[BEGIN Data to process]
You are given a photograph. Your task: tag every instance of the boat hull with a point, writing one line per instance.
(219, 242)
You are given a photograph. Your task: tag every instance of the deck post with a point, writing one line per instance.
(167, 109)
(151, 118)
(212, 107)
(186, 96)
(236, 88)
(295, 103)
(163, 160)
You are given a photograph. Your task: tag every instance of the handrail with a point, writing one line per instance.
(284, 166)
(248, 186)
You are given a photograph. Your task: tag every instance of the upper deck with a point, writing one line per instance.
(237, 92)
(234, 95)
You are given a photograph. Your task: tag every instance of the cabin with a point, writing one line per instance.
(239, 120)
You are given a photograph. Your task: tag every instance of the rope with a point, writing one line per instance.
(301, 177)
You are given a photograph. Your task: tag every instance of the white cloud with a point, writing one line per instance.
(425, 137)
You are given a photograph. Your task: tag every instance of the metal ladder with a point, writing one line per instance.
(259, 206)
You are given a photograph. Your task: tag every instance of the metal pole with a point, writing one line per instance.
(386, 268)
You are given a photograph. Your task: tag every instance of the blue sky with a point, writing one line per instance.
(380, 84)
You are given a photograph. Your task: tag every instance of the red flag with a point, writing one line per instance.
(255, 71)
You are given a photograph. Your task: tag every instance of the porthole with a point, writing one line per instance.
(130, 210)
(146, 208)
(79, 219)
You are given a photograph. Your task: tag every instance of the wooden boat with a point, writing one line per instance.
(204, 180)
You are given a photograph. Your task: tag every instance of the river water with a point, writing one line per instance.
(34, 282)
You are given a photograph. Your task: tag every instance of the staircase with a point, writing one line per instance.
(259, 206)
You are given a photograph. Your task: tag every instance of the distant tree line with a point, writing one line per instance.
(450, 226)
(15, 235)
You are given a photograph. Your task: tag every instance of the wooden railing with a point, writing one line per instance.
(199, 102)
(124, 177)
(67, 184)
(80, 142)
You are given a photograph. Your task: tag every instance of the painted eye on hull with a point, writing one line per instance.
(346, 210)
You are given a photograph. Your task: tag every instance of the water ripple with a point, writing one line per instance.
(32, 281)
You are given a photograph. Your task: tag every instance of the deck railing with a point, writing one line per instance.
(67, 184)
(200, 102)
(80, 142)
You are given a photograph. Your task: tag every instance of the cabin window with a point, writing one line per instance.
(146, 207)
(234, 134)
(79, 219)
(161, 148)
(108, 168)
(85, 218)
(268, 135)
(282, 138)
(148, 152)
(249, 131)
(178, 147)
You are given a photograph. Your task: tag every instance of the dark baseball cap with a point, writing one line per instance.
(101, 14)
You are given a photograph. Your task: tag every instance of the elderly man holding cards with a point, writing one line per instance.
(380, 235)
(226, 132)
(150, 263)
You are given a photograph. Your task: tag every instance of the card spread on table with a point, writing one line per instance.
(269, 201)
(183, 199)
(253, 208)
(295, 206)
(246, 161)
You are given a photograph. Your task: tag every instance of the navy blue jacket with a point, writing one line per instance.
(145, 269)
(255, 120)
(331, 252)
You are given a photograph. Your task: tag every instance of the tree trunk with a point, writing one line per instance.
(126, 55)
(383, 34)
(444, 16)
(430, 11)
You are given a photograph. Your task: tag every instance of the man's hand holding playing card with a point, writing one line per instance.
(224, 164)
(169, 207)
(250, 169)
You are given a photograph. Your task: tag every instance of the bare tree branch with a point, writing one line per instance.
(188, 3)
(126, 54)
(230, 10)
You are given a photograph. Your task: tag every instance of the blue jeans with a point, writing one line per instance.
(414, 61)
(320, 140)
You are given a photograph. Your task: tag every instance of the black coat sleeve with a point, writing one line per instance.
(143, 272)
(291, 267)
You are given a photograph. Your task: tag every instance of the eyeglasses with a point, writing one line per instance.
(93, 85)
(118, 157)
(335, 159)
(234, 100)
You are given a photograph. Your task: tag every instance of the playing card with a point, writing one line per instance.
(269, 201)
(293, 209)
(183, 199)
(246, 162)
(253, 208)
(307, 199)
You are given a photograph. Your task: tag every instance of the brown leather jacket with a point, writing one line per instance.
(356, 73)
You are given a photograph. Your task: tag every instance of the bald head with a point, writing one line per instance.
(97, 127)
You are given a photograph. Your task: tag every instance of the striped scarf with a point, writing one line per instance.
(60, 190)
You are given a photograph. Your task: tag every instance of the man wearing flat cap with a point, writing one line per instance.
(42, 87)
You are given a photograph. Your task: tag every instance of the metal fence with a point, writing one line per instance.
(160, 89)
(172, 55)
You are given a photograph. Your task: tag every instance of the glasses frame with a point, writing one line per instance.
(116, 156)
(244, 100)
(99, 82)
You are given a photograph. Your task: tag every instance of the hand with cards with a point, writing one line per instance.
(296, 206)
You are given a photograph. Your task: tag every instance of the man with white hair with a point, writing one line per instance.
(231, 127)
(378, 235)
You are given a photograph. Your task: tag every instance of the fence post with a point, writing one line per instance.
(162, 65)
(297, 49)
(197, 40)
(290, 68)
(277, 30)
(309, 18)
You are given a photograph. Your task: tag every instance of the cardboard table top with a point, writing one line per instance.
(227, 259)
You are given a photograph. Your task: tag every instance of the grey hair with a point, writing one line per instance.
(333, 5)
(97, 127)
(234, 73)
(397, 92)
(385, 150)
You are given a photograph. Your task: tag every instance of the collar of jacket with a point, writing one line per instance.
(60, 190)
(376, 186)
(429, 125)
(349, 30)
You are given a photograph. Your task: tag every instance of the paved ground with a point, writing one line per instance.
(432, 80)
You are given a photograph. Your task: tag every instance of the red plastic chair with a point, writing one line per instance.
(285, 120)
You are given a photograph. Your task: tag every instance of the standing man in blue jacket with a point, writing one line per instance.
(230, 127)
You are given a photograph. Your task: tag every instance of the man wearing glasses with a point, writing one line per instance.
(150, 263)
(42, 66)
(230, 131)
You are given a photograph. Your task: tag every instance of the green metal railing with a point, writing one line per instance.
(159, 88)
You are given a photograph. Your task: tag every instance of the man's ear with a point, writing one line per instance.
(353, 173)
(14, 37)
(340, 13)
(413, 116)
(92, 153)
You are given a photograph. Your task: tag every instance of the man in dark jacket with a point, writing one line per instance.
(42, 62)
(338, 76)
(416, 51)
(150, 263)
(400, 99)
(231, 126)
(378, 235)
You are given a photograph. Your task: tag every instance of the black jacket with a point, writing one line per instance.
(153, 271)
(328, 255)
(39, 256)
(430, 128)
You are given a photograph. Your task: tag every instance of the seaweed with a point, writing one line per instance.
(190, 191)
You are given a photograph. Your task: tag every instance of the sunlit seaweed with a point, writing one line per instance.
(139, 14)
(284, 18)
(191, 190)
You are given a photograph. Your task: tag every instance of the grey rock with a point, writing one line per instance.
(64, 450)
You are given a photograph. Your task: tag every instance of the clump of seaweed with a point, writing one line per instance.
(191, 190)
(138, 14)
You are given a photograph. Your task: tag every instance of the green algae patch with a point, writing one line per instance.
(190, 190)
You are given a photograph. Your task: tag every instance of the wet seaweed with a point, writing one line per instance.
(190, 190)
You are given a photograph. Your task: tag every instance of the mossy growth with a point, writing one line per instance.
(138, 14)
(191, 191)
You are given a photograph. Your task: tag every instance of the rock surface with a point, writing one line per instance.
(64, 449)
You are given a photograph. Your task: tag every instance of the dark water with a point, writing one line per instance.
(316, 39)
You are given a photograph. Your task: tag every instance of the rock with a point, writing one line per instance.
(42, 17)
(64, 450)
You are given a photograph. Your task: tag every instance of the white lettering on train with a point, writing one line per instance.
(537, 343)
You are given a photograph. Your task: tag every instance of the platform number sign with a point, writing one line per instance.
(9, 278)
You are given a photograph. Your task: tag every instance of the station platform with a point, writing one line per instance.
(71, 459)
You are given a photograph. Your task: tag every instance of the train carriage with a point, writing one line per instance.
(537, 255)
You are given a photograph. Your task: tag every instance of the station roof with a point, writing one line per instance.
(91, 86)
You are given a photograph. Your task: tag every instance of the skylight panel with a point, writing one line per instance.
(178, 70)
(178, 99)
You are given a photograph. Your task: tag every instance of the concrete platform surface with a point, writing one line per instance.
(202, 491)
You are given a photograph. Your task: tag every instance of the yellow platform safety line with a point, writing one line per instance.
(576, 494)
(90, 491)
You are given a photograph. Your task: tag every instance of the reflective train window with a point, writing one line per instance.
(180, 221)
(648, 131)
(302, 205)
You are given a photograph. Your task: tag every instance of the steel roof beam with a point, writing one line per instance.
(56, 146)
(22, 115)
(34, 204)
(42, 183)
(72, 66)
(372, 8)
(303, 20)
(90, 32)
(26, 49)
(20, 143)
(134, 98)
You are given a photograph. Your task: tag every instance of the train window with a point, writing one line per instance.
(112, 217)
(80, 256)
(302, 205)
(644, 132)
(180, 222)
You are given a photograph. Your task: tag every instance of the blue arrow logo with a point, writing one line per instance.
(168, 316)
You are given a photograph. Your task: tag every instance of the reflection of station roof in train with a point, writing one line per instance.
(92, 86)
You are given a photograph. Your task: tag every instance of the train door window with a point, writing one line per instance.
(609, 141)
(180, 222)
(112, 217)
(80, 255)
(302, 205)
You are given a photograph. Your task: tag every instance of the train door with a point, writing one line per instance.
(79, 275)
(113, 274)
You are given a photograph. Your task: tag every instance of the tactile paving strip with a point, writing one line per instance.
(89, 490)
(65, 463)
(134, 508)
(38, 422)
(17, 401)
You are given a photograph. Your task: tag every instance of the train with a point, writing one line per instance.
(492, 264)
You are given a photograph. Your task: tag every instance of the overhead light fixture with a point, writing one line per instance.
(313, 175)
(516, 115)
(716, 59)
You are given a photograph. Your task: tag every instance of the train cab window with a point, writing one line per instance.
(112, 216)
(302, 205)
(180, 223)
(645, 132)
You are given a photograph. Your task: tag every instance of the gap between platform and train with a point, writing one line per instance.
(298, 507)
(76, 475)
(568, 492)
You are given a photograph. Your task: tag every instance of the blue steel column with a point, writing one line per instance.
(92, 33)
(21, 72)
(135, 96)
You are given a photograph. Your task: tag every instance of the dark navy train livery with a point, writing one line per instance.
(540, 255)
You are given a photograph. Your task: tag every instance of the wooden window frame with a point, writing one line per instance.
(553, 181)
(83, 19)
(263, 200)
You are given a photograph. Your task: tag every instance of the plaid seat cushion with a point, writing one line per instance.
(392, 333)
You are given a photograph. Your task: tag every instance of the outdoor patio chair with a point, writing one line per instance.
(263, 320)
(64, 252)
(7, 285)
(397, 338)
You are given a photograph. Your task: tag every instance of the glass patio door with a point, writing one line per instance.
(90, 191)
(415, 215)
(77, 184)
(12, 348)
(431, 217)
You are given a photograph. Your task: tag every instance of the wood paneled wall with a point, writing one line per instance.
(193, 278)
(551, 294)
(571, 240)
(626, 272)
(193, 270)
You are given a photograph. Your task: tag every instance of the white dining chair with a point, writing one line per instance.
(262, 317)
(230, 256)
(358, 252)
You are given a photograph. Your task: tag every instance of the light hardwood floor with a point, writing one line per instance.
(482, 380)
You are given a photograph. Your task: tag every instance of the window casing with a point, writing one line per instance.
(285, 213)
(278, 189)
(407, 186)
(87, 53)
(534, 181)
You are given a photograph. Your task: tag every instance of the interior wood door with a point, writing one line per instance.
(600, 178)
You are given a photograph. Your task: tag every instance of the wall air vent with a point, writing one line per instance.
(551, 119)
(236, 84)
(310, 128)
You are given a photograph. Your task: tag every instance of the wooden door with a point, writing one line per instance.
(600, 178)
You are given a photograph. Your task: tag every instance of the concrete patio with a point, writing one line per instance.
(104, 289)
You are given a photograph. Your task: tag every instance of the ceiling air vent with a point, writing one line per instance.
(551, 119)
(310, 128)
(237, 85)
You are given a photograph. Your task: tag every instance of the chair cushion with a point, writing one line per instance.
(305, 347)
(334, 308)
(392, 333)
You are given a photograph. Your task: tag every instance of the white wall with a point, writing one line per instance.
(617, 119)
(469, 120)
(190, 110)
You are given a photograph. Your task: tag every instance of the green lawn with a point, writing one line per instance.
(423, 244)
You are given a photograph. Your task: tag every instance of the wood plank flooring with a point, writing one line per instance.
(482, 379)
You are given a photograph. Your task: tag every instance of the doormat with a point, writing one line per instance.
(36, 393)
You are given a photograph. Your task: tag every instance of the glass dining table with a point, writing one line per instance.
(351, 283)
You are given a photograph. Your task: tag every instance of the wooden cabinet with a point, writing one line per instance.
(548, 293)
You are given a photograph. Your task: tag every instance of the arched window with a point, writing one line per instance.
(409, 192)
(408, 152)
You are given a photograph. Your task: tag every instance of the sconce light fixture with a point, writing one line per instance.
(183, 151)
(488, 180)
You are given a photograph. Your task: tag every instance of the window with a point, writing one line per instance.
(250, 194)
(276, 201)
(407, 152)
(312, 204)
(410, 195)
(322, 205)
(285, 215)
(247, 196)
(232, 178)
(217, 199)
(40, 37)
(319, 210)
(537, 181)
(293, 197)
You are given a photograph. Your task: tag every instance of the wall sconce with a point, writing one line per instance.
[END Data to process]
Written problem: Set out exactly the run of lines that begins at the line holding "the concrete patio" and ends at the last line of the data.

Written response:
You are given a photograph. Your task: tag every instance of the concrete patio with a point, writing one line per instance.
(104, 289)
You are given a photograph. Your task: tag every instance of the ceiling air vent with a point, writing one line per instance.
(551, 119)
(310, 128)
(237, 85)
You are given a photograph. Your task: tag every instance of the chair cushion with a point, writing one line per instance.
(305, 347)
(334, 308)
(392, 333)
You are given a photograph. Your task: tag every instance of the white wall with a point, writing one line per instance.
(617, 119)
(469, 120)
(190, 110)
You are given a photograph. Your task: tag every instance of the green lawn with a point, writing one line per instance.
(423, 244)
You are given a photograph. Your task: tag every instance of the wood plank flooring with a point, writing one line per instance.
(482, 379)
You are given a photograph. Your task: tag every instance of the doormat with a point, writing one line per instance.
(36, 393)
You are given a photograph. Your task: tag every instance of the glass dining table with a point, writing one line per instance.
(351, 283)
You are given a photograph. Your task: tag every instance of the wooden cabinet with a point, writing one line per instance.
(548, 293)
You are given a photograph. Your task: tag every instance of the arched window with a point, writing one line per instance.
(409, 192)
(408, 152)
You are given a photograph. Your task: tag every instance of the sconce light fixture with a point, writing one line per instance.
(183, 151)
(488, 180)
You are given a photograph. Your task: tag every instance of the window with a point, writing one line per instance.
(250, 194)
(276, 201)
(407, 152)
(312, 204)
(410, 195)
(322, 205)
(285, 215)
(247, 196)
(232, 178)
(217, 199)
(40, 37)
(319, 210)
(537, 181)
(293, 197)
You are given a photograph. Your task: tag every instance of the wall sconce with a point, writing one line per instance.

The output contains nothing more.